→ Document passage

───

Purpose of review: Disturbed fatty acid metabolism and homeostasis is associated with insulin resistance. The aim of this review, therefore, is to summarize recent developments relating to the relevance and importance of the fatty acid transport proteins (FATPs) in the aetiology of insulin resistance. In particular, the potential differences between the six members of the FATP family will be considered.
Recent findings: FATP1 knockout mice failed to develop insulin resistance associated with lipid infusion or a high-fat diet, as wild-type mice did. FATP1-mediated fatty acid uptake may cause intramuscular lipid accumulation leading to insulin resistance in muscle if the fatty acids are not oxidized. While mouse models demonstrated an absolute requirement for FATP4 for survival, they provided no direct evidence for a role of FATP4 in insulin resistance. However, expression of FATP4 in human adipose tissue was increased in obesity (independent of genetic factors). While other members of the FATP family have important roles in fatty acid metabolism, they have not been clearly linked to insulin resistance. FATP-mediated fatty acid uptake may be driven by intrinsic acyl-CoA synthase activity.

───

→ Available data
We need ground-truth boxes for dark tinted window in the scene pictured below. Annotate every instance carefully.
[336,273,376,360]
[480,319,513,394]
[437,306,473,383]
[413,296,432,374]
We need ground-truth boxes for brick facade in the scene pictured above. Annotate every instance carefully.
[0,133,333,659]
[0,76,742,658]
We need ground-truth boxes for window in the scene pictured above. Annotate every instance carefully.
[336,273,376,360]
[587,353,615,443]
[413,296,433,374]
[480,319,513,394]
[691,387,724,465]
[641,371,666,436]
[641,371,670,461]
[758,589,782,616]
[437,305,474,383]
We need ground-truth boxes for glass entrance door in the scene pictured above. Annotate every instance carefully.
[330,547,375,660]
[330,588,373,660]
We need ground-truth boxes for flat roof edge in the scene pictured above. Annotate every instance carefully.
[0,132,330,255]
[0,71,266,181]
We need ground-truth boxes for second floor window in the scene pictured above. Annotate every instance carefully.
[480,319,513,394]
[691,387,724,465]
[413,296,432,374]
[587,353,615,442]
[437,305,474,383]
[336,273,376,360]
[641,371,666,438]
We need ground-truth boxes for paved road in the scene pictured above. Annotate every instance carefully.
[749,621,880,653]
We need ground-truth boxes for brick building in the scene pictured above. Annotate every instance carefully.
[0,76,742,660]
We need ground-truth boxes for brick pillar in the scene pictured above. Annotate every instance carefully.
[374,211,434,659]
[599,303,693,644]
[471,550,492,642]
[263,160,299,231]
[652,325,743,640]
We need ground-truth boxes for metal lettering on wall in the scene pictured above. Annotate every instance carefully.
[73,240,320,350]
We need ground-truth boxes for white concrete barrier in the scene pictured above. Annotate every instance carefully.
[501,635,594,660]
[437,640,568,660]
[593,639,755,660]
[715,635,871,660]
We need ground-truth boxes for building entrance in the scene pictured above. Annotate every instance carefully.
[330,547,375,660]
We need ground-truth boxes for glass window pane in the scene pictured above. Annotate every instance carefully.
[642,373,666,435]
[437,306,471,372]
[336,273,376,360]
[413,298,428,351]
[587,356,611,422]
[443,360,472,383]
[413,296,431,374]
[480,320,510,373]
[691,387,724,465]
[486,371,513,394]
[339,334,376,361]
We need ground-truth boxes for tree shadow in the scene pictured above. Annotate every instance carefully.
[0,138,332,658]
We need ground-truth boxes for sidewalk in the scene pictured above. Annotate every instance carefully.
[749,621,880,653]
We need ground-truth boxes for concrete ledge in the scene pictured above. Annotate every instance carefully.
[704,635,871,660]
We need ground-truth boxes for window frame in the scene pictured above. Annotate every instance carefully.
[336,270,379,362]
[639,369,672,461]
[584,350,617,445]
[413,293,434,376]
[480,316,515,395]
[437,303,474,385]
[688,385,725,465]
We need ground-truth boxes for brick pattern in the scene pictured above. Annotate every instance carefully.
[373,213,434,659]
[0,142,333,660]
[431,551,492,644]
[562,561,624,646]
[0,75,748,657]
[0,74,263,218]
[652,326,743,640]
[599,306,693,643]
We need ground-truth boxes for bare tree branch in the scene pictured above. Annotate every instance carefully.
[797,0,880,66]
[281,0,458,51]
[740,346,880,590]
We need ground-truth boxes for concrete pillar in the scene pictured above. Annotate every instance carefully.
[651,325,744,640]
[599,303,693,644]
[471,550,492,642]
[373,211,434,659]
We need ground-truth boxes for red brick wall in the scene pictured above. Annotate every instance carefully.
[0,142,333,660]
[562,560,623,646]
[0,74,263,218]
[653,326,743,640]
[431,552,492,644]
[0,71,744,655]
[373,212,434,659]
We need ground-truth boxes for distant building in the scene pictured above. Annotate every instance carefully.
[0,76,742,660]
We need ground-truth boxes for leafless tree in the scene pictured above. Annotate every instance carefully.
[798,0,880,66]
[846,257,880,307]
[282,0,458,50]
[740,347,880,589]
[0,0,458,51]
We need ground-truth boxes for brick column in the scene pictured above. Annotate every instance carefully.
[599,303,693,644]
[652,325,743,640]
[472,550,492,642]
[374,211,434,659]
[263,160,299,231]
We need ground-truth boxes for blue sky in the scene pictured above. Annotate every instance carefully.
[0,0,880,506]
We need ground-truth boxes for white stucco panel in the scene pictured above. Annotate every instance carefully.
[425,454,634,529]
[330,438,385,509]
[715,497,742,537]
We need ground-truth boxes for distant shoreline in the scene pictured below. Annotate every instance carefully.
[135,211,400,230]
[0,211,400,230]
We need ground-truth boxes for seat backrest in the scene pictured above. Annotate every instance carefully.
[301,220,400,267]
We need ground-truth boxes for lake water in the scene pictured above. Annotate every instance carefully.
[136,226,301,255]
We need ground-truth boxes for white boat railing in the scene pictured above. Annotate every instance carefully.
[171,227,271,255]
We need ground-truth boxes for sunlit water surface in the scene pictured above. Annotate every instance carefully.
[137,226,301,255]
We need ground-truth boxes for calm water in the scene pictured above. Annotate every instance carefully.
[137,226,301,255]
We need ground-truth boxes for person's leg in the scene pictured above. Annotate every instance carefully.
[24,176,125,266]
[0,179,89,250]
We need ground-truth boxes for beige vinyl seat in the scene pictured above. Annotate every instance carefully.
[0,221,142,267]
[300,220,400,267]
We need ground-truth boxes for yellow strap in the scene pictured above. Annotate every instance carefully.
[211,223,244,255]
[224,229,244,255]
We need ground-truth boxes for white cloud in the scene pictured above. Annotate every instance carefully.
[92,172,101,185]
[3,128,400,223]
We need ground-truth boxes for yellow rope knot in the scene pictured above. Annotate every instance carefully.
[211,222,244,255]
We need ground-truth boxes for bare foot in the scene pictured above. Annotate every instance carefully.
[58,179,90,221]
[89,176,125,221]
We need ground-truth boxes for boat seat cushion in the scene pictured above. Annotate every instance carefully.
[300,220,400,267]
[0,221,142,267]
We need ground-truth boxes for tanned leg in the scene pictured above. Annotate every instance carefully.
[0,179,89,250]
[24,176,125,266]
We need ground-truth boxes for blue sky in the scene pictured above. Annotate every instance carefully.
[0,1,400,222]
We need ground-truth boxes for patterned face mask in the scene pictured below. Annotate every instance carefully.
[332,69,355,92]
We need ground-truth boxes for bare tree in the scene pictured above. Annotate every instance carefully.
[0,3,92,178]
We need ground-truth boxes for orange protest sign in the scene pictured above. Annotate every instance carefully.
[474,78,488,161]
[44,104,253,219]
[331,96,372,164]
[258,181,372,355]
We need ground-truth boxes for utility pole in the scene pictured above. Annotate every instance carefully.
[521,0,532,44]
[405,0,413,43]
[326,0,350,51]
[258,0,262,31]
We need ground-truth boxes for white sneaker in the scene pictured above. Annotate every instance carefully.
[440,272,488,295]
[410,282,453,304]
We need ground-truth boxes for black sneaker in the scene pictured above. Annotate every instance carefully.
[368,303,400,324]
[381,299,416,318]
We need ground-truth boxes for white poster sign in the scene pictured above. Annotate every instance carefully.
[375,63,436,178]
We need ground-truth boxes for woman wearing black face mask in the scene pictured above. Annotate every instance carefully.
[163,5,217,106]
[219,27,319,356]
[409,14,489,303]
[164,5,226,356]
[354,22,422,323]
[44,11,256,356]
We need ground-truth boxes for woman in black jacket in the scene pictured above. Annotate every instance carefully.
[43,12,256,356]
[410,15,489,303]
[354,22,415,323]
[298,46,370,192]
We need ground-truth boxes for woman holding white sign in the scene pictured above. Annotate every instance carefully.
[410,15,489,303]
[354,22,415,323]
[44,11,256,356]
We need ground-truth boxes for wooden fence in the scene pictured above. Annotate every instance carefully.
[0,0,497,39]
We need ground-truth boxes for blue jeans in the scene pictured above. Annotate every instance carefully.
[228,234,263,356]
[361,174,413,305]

───

→ Work instruction A
In the abstract on fatty acid transport proteins, replace "aetiology" with "origins" and write out the part starting with "Purpose of review: Disturbed" and going on through "will be considered.".
→ Work instruction B
Extend the abstract on fatty acid transport proteins past its last sentence.

→ Answer area A
Purpose of review: Disturbed fatty acid metabolism and homeostasis is associated with insulin resistance. The aim of this review, therefore, is to summarize recent developments relating to the relevance and importance of the fatty acid transport proteins (FATPs) in the origins of insulin resistance. In particular, the potential differences between the six members of the FATP family will be considered.

→ Answer area B
Summary: Any role in the development of insulin resistance is likely to be different for each member of the FATP family. So far, both FATP1 and FATP4 have been associated with parameters related to insulin resistance. Whether increased FATP-mediated fatty acid uptake is beneficial or detrimental may be dependent on the tissue in question and on the subsequent fate of the fatty acids. These issues remain to be resolved.